* PROBLEM TO WORK ON
Copy the part of the material that opens with the line containing "Annotation task: tag one point per instance of the jagged" and runs through the end of the material. Replace "Annotation task" with "Labeling task" everywhere in it and leave everything else unchanged.
-- begin EXERCISE INPUTS --
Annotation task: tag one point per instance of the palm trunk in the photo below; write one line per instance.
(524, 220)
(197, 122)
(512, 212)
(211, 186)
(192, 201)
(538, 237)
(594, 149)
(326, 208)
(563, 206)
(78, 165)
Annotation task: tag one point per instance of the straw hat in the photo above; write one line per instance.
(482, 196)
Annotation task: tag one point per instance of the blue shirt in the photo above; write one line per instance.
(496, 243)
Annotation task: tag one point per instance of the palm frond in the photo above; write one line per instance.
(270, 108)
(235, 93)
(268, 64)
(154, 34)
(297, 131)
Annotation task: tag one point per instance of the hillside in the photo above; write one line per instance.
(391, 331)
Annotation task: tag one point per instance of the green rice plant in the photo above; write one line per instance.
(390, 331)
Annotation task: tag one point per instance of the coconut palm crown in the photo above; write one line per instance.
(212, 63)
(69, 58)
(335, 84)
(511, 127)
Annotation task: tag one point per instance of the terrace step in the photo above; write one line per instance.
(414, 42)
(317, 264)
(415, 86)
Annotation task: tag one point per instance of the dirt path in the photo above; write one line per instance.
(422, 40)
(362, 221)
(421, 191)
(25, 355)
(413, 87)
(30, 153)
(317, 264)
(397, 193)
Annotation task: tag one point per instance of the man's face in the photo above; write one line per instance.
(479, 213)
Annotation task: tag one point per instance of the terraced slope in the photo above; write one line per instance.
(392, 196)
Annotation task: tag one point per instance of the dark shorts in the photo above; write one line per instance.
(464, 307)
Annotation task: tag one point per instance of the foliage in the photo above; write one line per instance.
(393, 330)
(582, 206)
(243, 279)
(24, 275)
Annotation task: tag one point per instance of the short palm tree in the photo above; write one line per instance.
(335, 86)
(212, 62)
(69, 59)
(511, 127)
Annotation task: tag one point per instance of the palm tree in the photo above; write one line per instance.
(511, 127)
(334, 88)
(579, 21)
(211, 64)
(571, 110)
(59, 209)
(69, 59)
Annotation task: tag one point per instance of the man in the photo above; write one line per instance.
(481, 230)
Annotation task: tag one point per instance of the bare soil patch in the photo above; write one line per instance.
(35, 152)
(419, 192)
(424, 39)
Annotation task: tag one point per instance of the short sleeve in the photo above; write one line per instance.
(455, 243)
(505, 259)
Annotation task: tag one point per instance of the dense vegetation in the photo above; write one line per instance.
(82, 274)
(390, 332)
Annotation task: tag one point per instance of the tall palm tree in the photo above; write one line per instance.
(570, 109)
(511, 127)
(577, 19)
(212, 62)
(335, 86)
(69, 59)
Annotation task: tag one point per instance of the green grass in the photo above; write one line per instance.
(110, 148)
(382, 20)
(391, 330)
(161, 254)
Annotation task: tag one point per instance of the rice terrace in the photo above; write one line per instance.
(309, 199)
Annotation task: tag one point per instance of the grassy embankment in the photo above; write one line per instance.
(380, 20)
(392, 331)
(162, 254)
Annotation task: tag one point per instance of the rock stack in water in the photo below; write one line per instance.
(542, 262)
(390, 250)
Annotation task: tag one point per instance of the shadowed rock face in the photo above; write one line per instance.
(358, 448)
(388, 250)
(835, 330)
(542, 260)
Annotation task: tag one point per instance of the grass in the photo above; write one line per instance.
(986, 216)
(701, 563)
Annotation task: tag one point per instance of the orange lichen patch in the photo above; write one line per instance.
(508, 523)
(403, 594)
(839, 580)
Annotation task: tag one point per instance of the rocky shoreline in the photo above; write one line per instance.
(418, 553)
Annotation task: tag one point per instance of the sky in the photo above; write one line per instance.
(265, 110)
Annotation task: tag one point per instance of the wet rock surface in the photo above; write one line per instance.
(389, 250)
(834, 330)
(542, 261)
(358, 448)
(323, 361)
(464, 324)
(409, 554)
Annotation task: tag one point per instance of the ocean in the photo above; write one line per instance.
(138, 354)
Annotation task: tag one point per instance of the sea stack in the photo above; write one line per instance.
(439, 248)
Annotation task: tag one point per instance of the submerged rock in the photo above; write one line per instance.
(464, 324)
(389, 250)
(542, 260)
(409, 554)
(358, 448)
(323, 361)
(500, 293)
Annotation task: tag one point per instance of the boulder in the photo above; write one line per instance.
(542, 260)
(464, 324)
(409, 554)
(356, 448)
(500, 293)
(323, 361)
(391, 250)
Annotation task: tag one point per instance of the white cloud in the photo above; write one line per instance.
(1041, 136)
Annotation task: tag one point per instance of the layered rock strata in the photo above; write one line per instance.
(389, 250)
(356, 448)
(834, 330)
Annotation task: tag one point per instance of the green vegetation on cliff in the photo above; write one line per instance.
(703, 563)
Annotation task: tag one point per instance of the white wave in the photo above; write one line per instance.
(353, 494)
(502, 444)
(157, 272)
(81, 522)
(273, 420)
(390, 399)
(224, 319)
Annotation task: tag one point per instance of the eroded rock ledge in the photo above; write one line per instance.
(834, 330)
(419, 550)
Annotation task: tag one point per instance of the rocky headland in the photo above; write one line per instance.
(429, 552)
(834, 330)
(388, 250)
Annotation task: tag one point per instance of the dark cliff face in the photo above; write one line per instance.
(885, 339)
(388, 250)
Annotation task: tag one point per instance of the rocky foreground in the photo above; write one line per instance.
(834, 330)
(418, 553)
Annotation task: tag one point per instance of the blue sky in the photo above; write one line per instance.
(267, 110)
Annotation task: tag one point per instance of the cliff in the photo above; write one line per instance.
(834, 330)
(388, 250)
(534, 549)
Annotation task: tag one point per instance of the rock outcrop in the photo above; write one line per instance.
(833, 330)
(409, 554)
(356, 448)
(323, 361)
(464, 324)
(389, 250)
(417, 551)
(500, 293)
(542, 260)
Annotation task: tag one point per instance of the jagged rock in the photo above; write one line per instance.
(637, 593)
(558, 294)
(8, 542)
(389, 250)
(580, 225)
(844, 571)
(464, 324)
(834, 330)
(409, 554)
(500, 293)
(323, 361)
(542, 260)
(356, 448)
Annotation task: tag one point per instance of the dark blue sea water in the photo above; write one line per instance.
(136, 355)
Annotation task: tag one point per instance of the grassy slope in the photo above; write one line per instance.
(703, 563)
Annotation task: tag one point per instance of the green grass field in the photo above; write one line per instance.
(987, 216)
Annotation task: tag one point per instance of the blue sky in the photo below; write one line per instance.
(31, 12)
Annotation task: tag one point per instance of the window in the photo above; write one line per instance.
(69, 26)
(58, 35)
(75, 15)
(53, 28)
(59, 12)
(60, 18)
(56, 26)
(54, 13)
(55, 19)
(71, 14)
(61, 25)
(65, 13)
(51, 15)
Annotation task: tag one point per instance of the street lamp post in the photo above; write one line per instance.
-- end EXERCISE INPUTS --
* THE REPLY
Labeling task: tag one point per instance of the jagged rock in the photo above; write one line per instance.
(637, 593)
(558, 294)
(8, 542)
(389, 250)
(580, 225)
(844, 571)
(464, 324)
(834, 330)
(409, 554)
(500, 293)
(323, 361)
(542, 260)
(356, 448)
Labeling task: tag one point per instance of the dark blue sea water in the photo above; write one line per instance.
(136, 355)
Labeling task: tag one point per instance of the grassy slope in the photo above; write one line per instance.
(703, 563)
Labeling task: tag one point per instance of the green grass field in the photo above; write one line per instance.
(987, 216)
Labeling task: tag one point per instance of the blue sky in the photo below; write one line per instance.
(31, 12)
Labeling task: tag one point per instance of the window in the photo above; write one line per instance.
(69, 26)
(58, 35)
(75, 15)
(53, 28)
(59, 12)
(60, 18)
(56, 26)
(54, 13)
(55, 19)
(71, 14)
(61, 25)
(65, 13)
(51, 15)
Labeling task: tag one point per instance of the street lamp post in the photo above; write one line per instance.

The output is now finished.